# Saved data entries
════════════════════
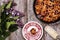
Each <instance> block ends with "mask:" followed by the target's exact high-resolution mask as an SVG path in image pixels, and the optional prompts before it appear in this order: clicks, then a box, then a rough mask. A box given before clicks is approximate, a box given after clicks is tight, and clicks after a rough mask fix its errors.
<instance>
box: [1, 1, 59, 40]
mask: <svg viewBox="0 0 60 40" xmlns="http://www.w3.org/2000/svg"><path fill="white" fill-rule="evenodd" d="M14 1H15V2H16V3H17V4H18V5H17V6H16V10H19V11H21V12H23V13H24V14H25V17H23V18H22V21H23V23H24V24H25V23H26V22H28V21H37V22H39V23H40V24H41V25H42V26H43V27H44V26H46V25H50V26H51V27H52V28H54V29H55V30H56V31H57V32H58V33H59V34H60V21H59V22H57V24H56V23H54V24H46V23H43V22H41V21H39V20H38V19H37V18H36V17H35V14H34V11H33V2H34V0H14ZM0 2H1V1H0ZM6 40H25V39H24V38H23V36H22V28H19V29H18V30H17V31H15V32H13V33H11V35H10V36H9V37H7V38H6ZM41 40H54V39H53V38H52V37H50V36H49V35H48V34H47V33H46V32H45V31H44V34H43V37H42V39H41Z"/></svg>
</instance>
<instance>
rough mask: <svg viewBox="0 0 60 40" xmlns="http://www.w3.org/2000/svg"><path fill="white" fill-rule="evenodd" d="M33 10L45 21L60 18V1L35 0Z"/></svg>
mask: <svg viewBox="0 0 60 40" xmlns="http://www.w3.org/2000/svg"><path fill="white" fill-rule="evenodd" d="M35 11H36V14H37V15H41V16H40V19H42V20H44V21H46V22H53V21H56V20H58V19H59V18H60V1H56V0H36V3H35ZM41 17H42V18H41Z"/></svg>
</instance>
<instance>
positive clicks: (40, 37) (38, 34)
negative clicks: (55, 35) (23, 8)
mask: <svg viewBox="0 0 60 40" xmlns="http://www.w3.org/2000/svg"><path fill="white" fill-rule="evenodd" d="M32 28H34V29H36V34H35V35H32V34H31V32H30V30H31V29H32ZM22 34H23V37H24V38H25V39H26V40H40V39H41V38H42V36H43V28H42V26H41V25H40V24H39V23H38V22H36V21H30V22H28V23H26V24H25V25H24V27H23V29H22Z"/></svg>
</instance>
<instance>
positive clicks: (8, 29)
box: [0, 0, 24, 40]
mask: <svg viewBox="0 0 60 40" xmlns="http://www.w3.org/2000/svg"><path fill="white" fill-rule="evenodd" d="M14 6H17V4H16V3H14V1H12V0H10V1H6V2H4V3H3V5H1V6H0V40H5V38H6V37H8V36H9V35H10V33H11V32H14V31H15V30H17V29H18V27H21V28H22V27H23V25H24V24H23V23H22V20H21V18H22V17H23V16H24V14H23V13H21V12H19V11H17V10H15V9H14Z"/></svg>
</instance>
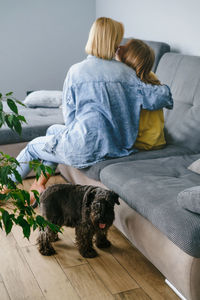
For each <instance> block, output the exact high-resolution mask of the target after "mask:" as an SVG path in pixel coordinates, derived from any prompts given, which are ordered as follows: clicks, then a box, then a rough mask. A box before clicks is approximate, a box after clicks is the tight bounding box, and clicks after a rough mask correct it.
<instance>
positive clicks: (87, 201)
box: [83, 186, 96, 207]
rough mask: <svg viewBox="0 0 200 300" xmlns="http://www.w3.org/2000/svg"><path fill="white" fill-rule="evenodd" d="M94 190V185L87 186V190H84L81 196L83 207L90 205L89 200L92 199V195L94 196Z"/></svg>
mask: <svg viewBox="0 0 200 300" xmlns="http://www.w3.org/2000/svg"><path fill="white" fill-rule="evenodd" d="M95 190H96V187H94V186H89V187H87V190H86V191H85V194H84V196H83V203H84V205H85V207H88V206H90V204H91V202H92V201H93V199H94V196H95Z"/></svg>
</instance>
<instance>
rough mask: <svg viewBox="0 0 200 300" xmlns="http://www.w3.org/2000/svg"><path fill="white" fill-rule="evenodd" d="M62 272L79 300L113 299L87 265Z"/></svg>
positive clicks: (90, 268) (106, 290)
mask: <svg viewBox="0 0 200 300" xmlns="http://www.w3.org/2000/svg"><path fill="white" fill-rule="evenodd" d="M64 271H65V273H66V274H67V277H68V278H69V280H70V281H71V283H72V285H73V287H74V288H75V290H76V291H77V293H78V294H79V296H80V298H81V299H84V300H113V299H114V298H113V296H112V295H111V294H110V293H109V291H108V290H107V289H106V287H105V286H104V284H103V283H102V281H101V280H100V279H99V277H98V276H97V274H96V273H95V272H94V271H93V270H92V268H91V267H90V266H89V264H85V265H81V266H75V267H71V268H65V269H64Z"/></svg>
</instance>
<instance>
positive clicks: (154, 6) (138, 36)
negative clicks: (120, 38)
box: [96, 0, 200, 55]
mask: <svg viewBox="0 0 200 300" xmlns="http://www.w3.org/2000/svg"><path fill="white" fill-rule="evenodd" d="M101 16H105V17H111V18H113V19H116V20H118V21H121V22H122V23H123V24H124V26H125V37H129V36H134V37H136V38H141V39H146V40H155V41H163V42H166V43H168V44H170V45H171V47H172V50H175V51H178V52H181V53H184V54H192V55H200V1H199V0H190V1H189V0H139V1H138V0H123V1H122V0H96V17H101Z"/></svg>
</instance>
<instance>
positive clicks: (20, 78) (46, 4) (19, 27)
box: [0, 0, 95, 100]
mask: <svg viewBox="0 0 200 300" xmlns="http://www.w3.org/2000/svg"><path fill="white" fill-rule="evenodd" d="M94 19H95V0H84V1H83V0H57V1H56V0H17V1H16V0H0V91H1V92H4V93H5V92H7V91H13V92H14V93H15V96H16V97H17V98H18V99H21V100H22V99H23V98H24V97H25V94H26V91H28V90H39V89H58V90H61V89H62V86H63V81H64V78H65V75H66V72H67V70H68V68H69V67H70V66H71V65H72V64H74V63H75V62H78V61H80V60H82V59H83V58H84V57H85V52H84V48H85V44H86V41H87V38H88V32H89V29H90V26H91V24H92V23H93V21H94Z"/></svg>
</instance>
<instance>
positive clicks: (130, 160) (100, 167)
mask: <svg viewBox="0 0 200 300" xmlns="http://www.w3.org/2000/svg"><path fill="white" fill-rule="evenodd" d="M184 154H195V152H193V151H192V150H190V149H188V148H184V147H180V146H176V145H167V146H166V147H165V148H163V149H160V150H151V151H139V152H137V153H134V154H131V155H129V156H125V157H120V158H113V159H107V160H103V161H101V162H99V163H97V164H94V165H93V166H91V167H88V168H85V169H80V171H81V172H82V173H84V174H85V175H86V176H87V177H89V178H92V179H94V180H100V173H101V170H103V169H104V168H105V167H106V166H108V165H112V164H116V163H123V162H128V163H129V162H133V161H135V160H146V159H154V158H160V157H168V156H176V155H184Z"/></svg>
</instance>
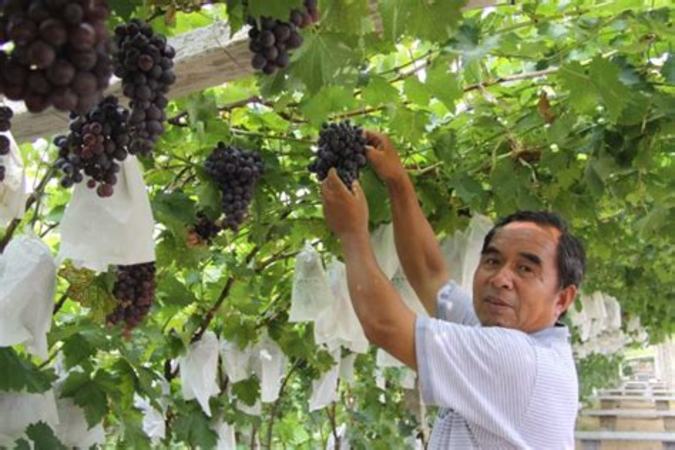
════════════════════
# TASK TO COMPLETE
How many of the lines above contain the string "target"? Case counts, and the reply should be the number alone.

# EXERCISE ANSWER
2